**ASSIGNMENT 1**
Answer these from the article on HBO shows coming to iTunes:
(a) What is the standard per-episode fee that the HBO programs are expected to cost more than?
(b) About how much do affiliates pay HBO for each subscriber?
(c) What price did iTunes UK set for older NBC Universal shows dubbed classics?
**ASSIGNMENT 2**
In the article on HBO shows coming to iTunes, write out the stretch from "The nature of" through "to be fading." again, swapping "minefield" for "maze".
**ASSIGNMENT 3**
Write the next part of the article on HBO shows coming to iTunes, picking up right after its last sentence.

**EXTRACT**
*****

According to a report published by Conde Naste’s Porfolio, Apple is on the verge of offering coveted HBO original programs in the iTunes digital store.  The programming, which would include hits like the Soprano’s and critical faves like Deadwood or In Treatment is expected to be offered a premium to the standard $1.99 an episode fee.

If true, the news will be a break in tradition as much for HBO as for Apple.  In the past streaming and downloads have been a real trouble spot for HBO. Due to contractual issues, both forms of digital delivery have been an almost constant “no fly” zone.  Except for a limited program called HBO on Broadband and an experiment with recent program, In Treatment, shows have largely bypassed digital distribution.

The nature of cable TV and related distributor/affiliate agreements have been a reason for that.   Estimates put HBO revenues at more than $3.5b a year but a large portion of that income comes from affiliate broadcasters that pay HBO a fee per each subscriber they redirect.  Those charges, which are thought to be about $6 to $7 a head, are offered in exchange for contractual terms that provide some protective covenants and a measure of exclusivity.   Navigating these agreements to take content online has been a minefield.  If HBO is going online to iTunes, then somehow, those mines have been diffused.

The pricing variations forecast for the shows have often been represented as a similarly unnavigable minefield for content companies.  In the past Apple wasn’t willing to budge.  Now, however, that reticence seems to be fading. 

Last week, iTunes UK began selling a selection of NBC Universal content under a variable pricing scheme.  New programs were running for 1.89 pounds and older shows dubbed classics were priced at 1.19 pounds.

If NBC and Apple, which publicly fueled and parted ways over these issues last summer, could reconcile and test the variable pricing waters, odds are favorable this HBO rumor has some veracity to it too.  Wouldn’t be outrageous, for example, if a premium pricing structure was introduced to give HBO better margins and the means to offer their cable affiliates a financial incentive too.

*****

**DATA SHOWN**
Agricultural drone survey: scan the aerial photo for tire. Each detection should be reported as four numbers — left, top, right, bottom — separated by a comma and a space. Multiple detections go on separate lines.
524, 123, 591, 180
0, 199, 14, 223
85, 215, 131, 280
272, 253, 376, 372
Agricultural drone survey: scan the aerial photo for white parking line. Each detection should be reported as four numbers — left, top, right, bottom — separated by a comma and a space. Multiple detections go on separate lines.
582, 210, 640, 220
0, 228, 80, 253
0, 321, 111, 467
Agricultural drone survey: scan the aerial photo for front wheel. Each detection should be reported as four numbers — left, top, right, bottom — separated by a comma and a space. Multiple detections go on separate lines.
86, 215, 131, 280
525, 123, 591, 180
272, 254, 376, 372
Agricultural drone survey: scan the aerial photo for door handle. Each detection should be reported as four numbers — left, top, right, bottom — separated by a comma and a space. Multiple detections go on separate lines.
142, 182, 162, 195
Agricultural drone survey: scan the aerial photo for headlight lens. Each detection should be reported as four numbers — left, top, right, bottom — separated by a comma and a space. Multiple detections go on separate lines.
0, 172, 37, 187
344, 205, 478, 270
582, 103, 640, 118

*****

**WRITTEN RESPONSE 1**
(a) $1.99 an episode
(b) About $6 to $7 a head
(c) 1.19 pounds

**WRITTEN RESPONSE 2**
The nature of cable TV and related distributor/affiliate agreements have been a reason for that.   Estimates put HBO revenues at more than $3.5b a year but a large portion of that income comes from affiliate broadcasters that pay HBO a fee per each subscriber they redirect.  Those charges, which are thought to be about $6 to $7 a head, are offered in exchange for contractual terms that provide some protective covenants and a measure of exclusivity.   Navigating these agreements to take content online has been a maze.  If HBO is going online to iTunes, then somehow, those mines have been diffused.

The pricing variations forecast for the shows have often been represented as a similarly unnavigable maze for content companies.  In the past Apple wasn’t willing to budge.  Now, however, that reticence seems to be fading.

**WRITTEN RESPONSE 3**
3. iPhone Black
Product specs for the 3G phone remain among the most popular forecast subjects; probably more popular even than the speculation about when the phone will arrive.   So far, debates have ranged from the possible inclusion of GPS, to WiFi functionality or the inclusion of dual (front and back) cameras that would allow some form of video conference functionality to how thick the phone’s case. 

The latest news flash in the iPhone feature category is that the phone will have a glossy black back in contrast to the current aluminum model.   Either that or there will be more than one body finish and at least one of the “flavors” will sport the black case.

Support for this rumor is coming from AT&T customers who reported an option to upgrade to such a black iPhone was a feature seen when logging in to their AT&T accounts.  The presence of these references on AT&T’s website has since been confirmed.

Does it mean anything?  Maybe, maybe not…..   Previously, rumors hinted AT&T might be setting up to offer the next iPhone at a lower price than the same phone at the Apple store.  One of the theories explaining that subsidy (which hasn’t been confirmed) was supposition Apple might finally allow customers in the US to legally unlock the phone. (the pricing discount would allow AT&T to have some competitive advantage).  Another prospect previously suggested is that Apple will introduce two Sku’s for the next iPhone. (Analyst Gene Munster is betting on 3 by 2009). The theory for two speculates AT&T will get one of them exclusively but the other will be sold from Apple’s outlets for use on any suitable network at a much higher price.   The existence of a separate black cased iPhone could lend support to some of these prospects. It could also just be the simple answer: a slight product design change.